Trecho>
>>>

Muitas pessoas tentaram visitar o local onde os animais se encontravam, mas isso só foi possível em poucas oportunidades. A reportagem do DIÁRIO DO RIO pediu duas vezes para ir até o Portobello Resort & Safari, no entanto, não teve resposta.

De acordo com informações obtidas pela reportagem, atualmente, os animais estão em uma área mais espaçosa e compatível com seu porte físico, separados por machos e fêmeas, no Portobello Resort.

Polêmicas  

As polêmicas começaram já com a chegada dos animais ao Brasil. O processo de importação foi autorizado pelo Instituto Brasileiro do Meio Ambiente e dos Recursos Naturais Renováveis, o Ibama, todavia, o laudo inicial, feito por técnicos em janeiro de 2022, diz que os espaços que abrigam as girafas no Portobello Resort & Safari, em Mangaratiba, estariam fora dos padrões mínimos de conforto.

Há outra questão no processo da chegada das girafas ao Brasil que também gerou mobilização entre biólogos e pessoas preocupadas com o bem-estar animal. O relatório inicial trazia a letra W (de wild, selvagem em inglês) ao se referir aos animais. Isso quer dizer que foram capturados na natureza. O artigo 18 de uma portaria do Ibama impede que animais retirados da vida selvagem sejam comercializados.

<<<

Tarefas>
• a. Passe para o inglês esta frase do trecho: "As polêmicas começaram já com a chegada dos animais ao Brasil."
• b. Segundo o trecho, qual órgão autorizou o processo de importação dos animais?
• c. Repita a parte do trecho que começa em "De acordo com" e termina em "mínimos de conforto.", sem mudar nada.

Lista de dados>
>>>

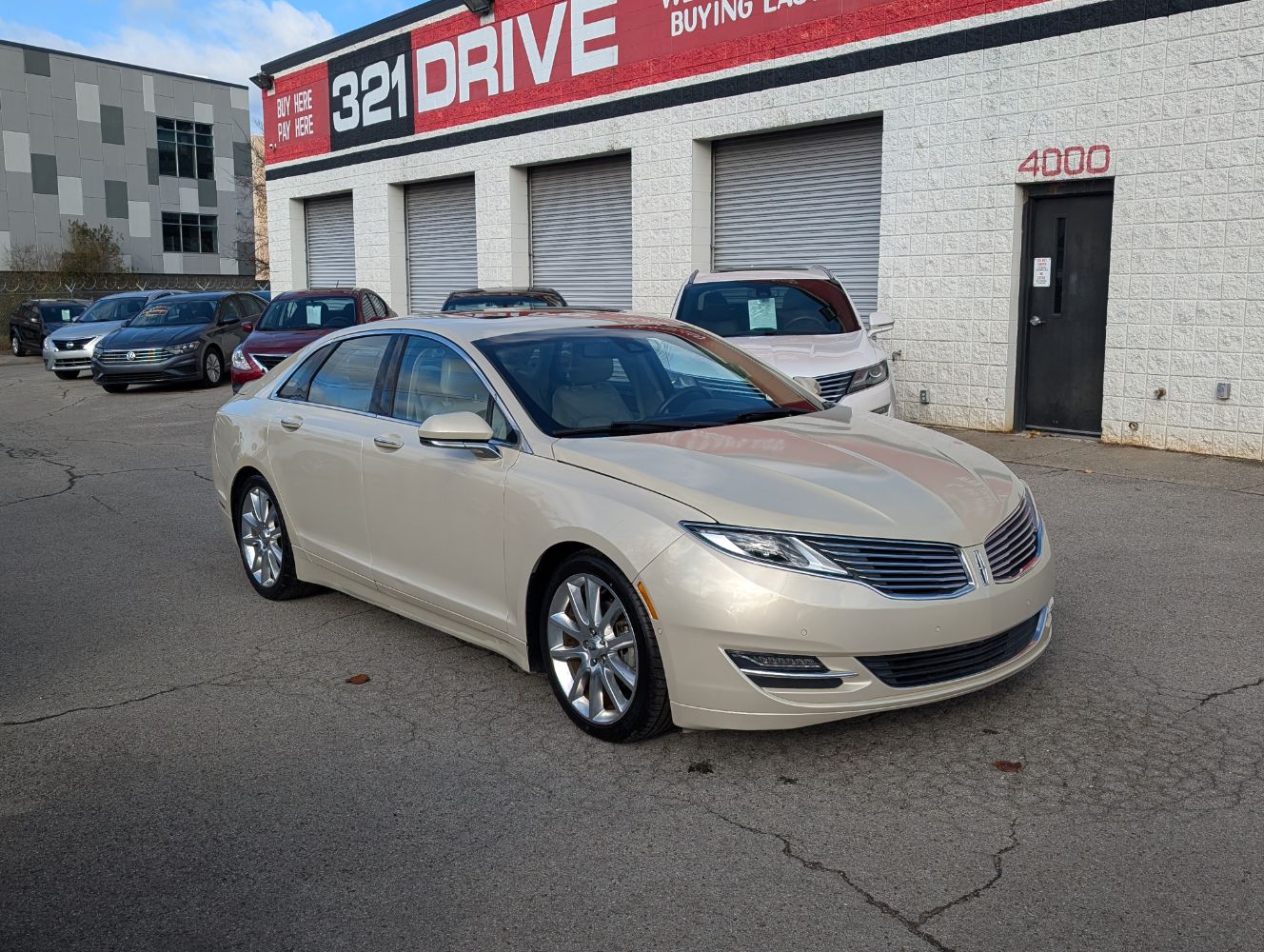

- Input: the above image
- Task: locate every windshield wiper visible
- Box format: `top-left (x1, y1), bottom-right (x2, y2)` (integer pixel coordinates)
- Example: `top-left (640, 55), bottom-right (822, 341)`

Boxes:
top-left (552, 420), bottom-right (713, 436)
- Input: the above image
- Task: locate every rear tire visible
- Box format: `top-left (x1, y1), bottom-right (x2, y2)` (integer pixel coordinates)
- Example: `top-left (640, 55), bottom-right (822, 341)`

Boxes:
top-left (202, 347), bottom-right (224, 387)
top-left (537, 551), bottom-right (671, 744)
top-left (232, 474), bottom-right (320, 602)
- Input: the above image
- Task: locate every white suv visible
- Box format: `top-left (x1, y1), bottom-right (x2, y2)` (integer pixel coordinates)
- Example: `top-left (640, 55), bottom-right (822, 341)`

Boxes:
top-left (671, 268), bottom-right (895, 416)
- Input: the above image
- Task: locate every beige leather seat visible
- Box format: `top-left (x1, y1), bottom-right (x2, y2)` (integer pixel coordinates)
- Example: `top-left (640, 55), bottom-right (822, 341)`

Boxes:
top-left (552, 355), bottom-right (632, 427)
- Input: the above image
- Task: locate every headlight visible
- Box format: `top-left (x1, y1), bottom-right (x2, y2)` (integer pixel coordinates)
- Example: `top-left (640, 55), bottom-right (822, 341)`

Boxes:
top-left (680, 522), bottom-right (848, 578)
top-left (232, 347), bottom-right (259, 371)
top-left (847, 360), bottom-right (891, 393)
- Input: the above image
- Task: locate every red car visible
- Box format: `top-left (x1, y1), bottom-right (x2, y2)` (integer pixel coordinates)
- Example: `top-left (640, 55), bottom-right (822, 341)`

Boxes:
top-left (232, 287), bottom-right (397, 393)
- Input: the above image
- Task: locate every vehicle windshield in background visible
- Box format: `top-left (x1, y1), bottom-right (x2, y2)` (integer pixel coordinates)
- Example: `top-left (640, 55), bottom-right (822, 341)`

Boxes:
top-left (676, 279), bottom-right (860, 338)
top-left (78, 297), bottom-right (146, 324)
top-left (255, 297), bottom-right (355, 330)
top-left (477, 325), bottom-right (820, 436)
top-left (39, 305), bottom-right (88, 327)
top-left (131, 301), bottom-right (215, 327)
top-left (444, 294), bottom-right (566, 311)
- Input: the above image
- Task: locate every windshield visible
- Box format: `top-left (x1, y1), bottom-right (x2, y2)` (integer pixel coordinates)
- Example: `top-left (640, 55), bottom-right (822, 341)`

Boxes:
top-left (39, 305), bottom-right (88, 324)
top-left (676, 278), bottom-right (860, 338)
top-left (131, 298), bottom-right (215, 327)
top-left (477, 325), bottom-right (820, 436)
top-left (78, 297), bottom-right (146, 324)
top-left (258, 296), bottom-right (355, 330)
top-left (444, 293), bottom-right (566, 311)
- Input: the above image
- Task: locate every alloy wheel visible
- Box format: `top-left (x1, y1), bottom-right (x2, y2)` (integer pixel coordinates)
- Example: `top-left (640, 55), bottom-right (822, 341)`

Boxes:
top-left (239, 486), bottom-right (285, 588)
top-left (548, 573), bottom-right (637, 724)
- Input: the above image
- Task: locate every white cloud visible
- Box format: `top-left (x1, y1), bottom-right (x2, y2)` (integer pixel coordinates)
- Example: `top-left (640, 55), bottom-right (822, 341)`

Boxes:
top-left (0, 0), bottom-right (334, 115)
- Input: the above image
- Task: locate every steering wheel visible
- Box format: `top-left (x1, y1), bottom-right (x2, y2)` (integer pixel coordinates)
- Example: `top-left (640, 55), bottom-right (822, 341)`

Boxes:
top-left (655, 383), bottom-right (712, 416)
top-left (782, 315), bottom-right (820, 334)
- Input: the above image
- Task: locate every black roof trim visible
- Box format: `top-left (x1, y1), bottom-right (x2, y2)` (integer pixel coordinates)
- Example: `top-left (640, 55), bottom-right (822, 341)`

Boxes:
top-left (259, 0), bottom-right (465, 76)
top-left (267, 0), bottom-right (1245, 181)
top-left (0, 37), bottom-right (250, 89)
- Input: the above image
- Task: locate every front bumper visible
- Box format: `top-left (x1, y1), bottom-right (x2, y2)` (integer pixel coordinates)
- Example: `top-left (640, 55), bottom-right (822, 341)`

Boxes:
top-left (639, 536), bottom-right (1055, 729)
top-left (92, 349), bottom-right (202, 383)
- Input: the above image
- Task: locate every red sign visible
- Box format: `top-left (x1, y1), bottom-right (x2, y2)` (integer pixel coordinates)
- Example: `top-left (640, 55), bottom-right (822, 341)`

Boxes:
top-left (265, 0), bottom-right (1040, 162)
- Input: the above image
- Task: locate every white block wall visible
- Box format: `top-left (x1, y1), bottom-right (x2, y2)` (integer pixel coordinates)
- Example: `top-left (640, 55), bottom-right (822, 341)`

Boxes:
top-left (268, 0), bottom-right (1264, 459)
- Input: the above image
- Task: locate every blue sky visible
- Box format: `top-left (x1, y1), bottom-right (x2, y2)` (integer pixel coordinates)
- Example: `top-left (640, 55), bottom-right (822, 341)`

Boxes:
top-left (0, 0), bottom-right (421, 114)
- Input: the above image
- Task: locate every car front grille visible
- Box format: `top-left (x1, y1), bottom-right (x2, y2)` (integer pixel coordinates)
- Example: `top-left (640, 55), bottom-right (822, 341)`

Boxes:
top-left (96, 347), bottom-right (170, 364)
top-left (856, 612), bottom-right (1044, 687)
top-left (250, 354), bottom-right (289, 370)
top-left (983, 494), bottom-right (1040, 582)
top-left (801, 536), bottom-right (971, 598)
top-left (817, 370), bottom-right (856, 404)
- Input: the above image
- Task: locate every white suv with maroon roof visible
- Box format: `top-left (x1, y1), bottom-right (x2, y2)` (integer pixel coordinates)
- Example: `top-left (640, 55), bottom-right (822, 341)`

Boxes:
top-left (671, 268), bottom-right (895, 416)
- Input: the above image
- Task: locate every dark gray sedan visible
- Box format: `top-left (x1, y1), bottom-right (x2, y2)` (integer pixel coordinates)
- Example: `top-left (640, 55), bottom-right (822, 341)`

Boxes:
top-left (92, 290), bottom-right (265, 393)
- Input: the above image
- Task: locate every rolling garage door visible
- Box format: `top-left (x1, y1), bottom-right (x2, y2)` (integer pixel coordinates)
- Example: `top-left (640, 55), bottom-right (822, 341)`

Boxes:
top-left (405, 178), bottom-right (478, 313)
top-left (712, 119), bottom-right (882, 323)
top-left (306, 195), bottom-right (355, 287)
top-left (528, 155), bottom-right (632, 307)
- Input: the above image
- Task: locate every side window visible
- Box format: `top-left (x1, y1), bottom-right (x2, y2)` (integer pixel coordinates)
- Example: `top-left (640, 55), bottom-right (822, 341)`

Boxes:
top-left (277, 344), bottom-right (334, 400)
top-left (307, 334), bottom-right (390, 413)
top-left (390, 335), bottom-right (509, 441)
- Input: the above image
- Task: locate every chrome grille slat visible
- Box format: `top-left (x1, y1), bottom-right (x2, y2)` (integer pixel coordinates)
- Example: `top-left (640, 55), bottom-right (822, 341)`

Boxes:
top-left (983, 494), bottom-right (1040, 582)
top-left (801, 536), bottom-right (971, 598)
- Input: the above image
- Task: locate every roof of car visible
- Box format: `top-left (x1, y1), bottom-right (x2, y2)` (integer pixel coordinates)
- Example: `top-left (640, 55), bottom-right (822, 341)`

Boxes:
top-left (376, 308), bottom-right (680, 343)
top-left (693, 267), bottom-right (830, 285)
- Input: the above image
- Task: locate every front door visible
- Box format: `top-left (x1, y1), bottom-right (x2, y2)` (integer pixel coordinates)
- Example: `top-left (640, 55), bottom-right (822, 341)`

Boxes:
top-left (1018, 184), bottom-right (1113, 435)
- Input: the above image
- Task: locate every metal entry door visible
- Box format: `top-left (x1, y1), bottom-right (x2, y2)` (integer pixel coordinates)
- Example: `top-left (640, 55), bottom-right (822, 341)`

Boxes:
top-left (1020, 193), bottom-right (1113, 435)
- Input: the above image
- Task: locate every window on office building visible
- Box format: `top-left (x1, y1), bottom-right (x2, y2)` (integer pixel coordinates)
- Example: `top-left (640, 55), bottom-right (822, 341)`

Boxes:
top-left (158, 118), bottom-right (215, 178)
top-left (162, 211), bottom-right (220, 254)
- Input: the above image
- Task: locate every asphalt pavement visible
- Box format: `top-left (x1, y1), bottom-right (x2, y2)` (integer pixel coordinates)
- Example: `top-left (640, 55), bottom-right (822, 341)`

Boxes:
top-left (0, 357), bottom-right (1264, 952)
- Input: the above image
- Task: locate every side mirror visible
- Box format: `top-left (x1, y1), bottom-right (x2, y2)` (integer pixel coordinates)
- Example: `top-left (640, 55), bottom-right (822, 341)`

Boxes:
top-left (417, 409), bottom-right (501, 459)
top-left (870, 311), bottom-right (895, 336)
top-left (791, 377), bottom-right (820, 400)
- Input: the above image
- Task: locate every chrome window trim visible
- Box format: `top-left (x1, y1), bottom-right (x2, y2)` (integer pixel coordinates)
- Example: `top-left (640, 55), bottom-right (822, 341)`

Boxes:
top-left (268, 327), bottom-right (535, 455)
top-left (680, 520), bottom-right (978, 602)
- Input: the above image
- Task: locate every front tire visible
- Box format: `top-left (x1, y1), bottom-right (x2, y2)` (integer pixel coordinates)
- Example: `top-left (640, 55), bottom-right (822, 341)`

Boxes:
top-left (232, 475), bottom-right (316, 602)
top-left (202, 347), bottom-right (224, 387)
top-left (539, 551), bottom-right (671, 744)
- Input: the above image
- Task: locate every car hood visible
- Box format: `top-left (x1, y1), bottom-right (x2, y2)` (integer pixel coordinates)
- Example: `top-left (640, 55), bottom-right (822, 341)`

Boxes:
top-left (727, 330), bottom-right (882, 377)
top-left (242, 327), bottom-right (335, 354)
top-left (48, 321), bottom-right (123, 340)
top-left (554, 406), bottom-right (1022, 546)
top-left (100, 324), bottom-right (207, 350)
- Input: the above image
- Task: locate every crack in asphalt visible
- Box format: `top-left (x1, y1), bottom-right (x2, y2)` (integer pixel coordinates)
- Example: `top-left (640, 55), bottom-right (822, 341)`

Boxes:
top-left (1184, 678), bottom-right (1264, 714)
top-left (689, 801), bottom-right (1018, 952)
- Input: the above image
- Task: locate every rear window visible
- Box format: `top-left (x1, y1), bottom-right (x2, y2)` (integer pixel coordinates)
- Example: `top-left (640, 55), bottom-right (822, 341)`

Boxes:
top-left (39, 305), bottom-right (88, 324)
top-left (259, 296), bottom-right (355, 330)
top-left (676, 281), bottom-right (860, 338)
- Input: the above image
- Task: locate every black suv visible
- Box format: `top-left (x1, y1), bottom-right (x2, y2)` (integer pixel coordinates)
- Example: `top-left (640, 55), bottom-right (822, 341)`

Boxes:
top-left (443, 287), bottom-right (566, 311)
top-left (9, 297), bottom-right (89, 357)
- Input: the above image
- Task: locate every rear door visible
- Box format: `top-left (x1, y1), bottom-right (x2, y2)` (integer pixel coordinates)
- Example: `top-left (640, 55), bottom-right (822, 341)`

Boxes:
top-left (268, 334), bottom-right (394, 585)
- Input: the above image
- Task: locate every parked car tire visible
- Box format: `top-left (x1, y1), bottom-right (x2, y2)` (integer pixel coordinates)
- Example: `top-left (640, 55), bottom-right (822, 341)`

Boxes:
top-left (202, 347), bottom-right (224, 387)
top-left (232, 475), bottom-right (320, 602)
top-left (539, 551), bottom-right (671, 743)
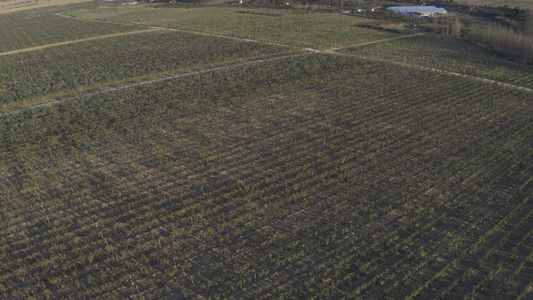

<<<

Respostas>
• a. The controversies began as soon as the animals arrived in Brazil.

• b. O Instituto Brasileiro do Meio Ambiente e dos Recursos Naturais Renováveis, o Ibama.

• c.
De acordo com informações obtidas pela reportagem, atualmente, os animais estão em uma área mais espaçosa e compatível com seu porte físico, separados por machos e fêmeas, no Portobello Resort.

Polêmicas  

As polêmicas começaram já com a chegada dos animais ao Brasil. O processo de importação foi autorizado pelo Instituto Brasileiro do Meio Ambiente e dos Recursos Naturais Renováveis, o Ibama, todavia, o laudo inicial, feito por técnicos em janeiro de 2022, diz que os espaços que abrigam as girafas no Portobello Resort & Safari, em Mangaratiba, estariam fora dos padrões mínimos de conforto.